Set down the data below from its first line to the line holding "If you could tag each instance of the river water", inclusive; omit all pictures.

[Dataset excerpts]
──────────────────────────────
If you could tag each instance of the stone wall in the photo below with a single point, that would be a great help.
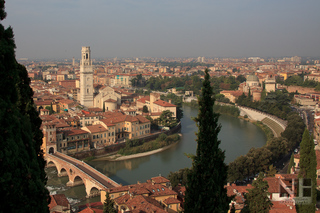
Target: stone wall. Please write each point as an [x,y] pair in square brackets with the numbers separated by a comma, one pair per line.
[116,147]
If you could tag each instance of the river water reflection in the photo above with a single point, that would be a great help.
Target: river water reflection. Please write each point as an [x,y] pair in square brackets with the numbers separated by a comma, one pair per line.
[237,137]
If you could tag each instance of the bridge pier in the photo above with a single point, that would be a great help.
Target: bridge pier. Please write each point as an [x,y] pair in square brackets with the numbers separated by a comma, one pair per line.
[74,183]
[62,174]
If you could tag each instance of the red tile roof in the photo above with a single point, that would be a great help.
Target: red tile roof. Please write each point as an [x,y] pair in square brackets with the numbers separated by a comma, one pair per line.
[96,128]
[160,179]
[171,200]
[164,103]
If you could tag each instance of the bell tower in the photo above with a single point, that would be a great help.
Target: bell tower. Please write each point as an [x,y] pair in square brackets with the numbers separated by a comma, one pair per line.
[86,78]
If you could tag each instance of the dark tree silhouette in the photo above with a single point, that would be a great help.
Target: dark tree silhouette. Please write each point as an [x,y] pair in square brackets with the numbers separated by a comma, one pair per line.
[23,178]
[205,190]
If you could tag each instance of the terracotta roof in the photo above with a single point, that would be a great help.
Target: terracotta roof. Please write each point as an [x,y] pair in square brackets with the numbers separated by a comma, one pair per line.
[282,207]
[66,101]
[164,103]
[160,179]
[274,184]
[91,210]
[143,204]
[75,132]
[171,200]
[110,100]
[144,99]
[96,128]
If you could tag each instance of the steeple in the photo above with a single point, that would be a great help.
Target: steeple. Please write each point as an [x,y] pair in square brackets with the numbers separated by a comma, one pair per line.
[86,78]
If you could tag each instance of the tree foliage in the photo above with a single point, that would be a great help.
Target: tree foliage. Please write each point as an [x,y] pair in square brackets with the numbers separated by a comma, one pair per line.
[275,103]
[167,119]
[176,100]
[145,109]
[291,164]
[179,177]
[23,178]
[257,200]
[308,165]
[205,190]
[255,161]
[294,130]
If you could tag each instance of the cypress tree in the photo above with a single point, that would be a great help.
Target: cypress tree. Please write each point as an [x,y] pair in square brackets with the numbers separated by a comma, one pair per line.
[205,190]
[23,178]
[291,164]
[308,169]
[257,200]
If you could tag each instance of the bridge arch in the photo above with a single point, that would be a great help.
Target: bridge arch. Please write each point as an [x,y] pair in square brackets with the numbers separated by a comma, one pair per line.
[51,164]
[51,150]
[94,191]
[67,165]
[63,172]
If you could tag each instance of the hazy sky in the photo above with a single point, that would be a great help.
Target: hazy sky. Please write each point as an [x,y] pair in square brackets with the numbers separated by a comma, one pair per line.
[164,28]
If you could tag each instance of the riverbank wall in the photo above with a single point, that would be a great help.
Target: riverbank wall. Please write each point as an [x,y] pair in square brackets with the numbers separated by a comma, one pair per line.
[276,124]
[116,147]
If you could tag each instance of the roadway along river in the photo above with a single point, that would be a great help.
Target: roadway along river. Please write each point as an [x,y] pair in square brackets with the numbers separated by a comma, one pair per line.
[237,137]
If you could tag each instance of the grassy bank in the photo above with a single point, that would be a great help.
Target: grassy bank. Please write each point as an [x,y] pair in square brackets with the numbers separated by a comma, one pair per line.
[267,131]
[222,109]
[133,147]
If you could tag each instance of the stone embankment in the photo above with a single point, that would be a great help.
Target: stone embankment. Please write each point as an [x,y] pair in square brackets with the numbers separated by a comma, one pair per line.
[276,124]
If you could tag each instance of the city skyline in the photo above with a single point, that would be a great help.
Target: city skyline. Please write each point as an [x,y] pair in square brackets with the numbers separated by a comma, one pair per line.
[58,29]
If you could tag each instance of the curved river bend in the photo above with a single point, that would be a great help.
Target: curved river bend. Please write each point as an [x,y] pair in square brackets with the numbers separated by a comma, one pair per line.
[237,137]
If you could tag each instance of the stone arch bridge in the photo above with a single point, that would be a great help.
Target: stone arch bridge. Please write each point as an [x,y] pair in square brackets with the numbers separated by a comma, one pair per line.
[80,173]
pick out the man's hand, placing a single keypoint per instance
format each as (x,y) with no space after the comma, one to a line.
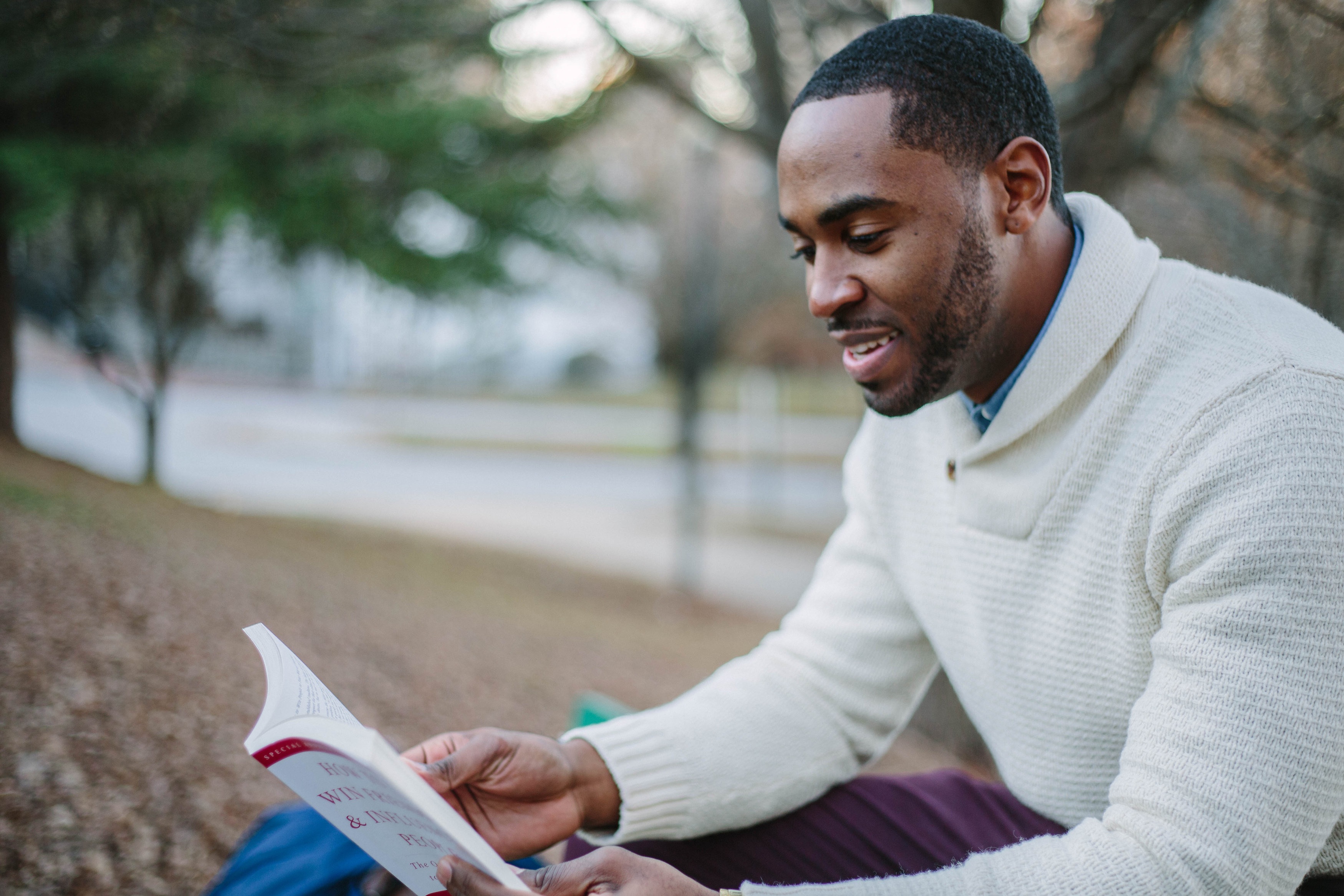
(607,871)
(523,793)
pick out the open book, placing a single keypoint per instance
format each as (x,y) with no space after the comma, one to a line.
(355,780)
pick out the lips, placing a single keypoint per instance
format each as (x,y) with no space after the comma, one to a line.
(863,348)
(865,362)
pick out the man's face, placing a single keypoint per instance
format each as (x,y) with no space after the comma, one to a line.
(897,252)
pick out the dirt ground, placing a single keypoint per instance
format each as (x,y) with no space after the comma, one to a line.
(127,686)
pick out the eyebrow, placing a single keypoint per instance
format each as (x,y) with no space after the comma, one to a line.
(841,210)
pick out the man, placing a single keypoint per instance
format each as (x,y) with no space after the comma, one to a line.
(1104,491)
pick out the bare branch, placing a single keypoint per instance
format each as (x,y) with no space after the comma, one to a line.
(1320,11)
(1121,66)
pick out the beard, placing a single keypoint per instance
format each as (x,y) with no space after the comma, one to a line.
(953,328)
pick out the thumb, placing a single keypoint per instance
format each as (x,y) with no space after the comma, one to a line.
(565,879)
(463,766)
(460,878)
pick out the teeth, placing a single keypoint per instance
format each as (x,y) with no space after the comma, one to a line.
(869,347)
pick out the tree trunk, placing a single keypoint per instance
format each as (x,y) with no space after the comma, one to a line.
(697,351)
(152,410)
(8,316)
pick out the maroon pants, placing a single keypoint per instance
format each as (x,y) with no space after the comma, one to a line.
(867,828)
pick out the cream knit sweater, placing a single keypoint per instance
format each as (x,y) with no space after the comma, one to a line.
──────────────────────────────
Result of the task ->
If you could tag each instance of the stone wall in the photo below with a single point, that would be a great help.
Target: stone wall. Please write each point as an [x,y] pair in square brackets with the numbers separated by a comma, one pair per line.
[116,147]
If you could tag each instance of the river water reflection in the photo above with a single point, that would be a great help.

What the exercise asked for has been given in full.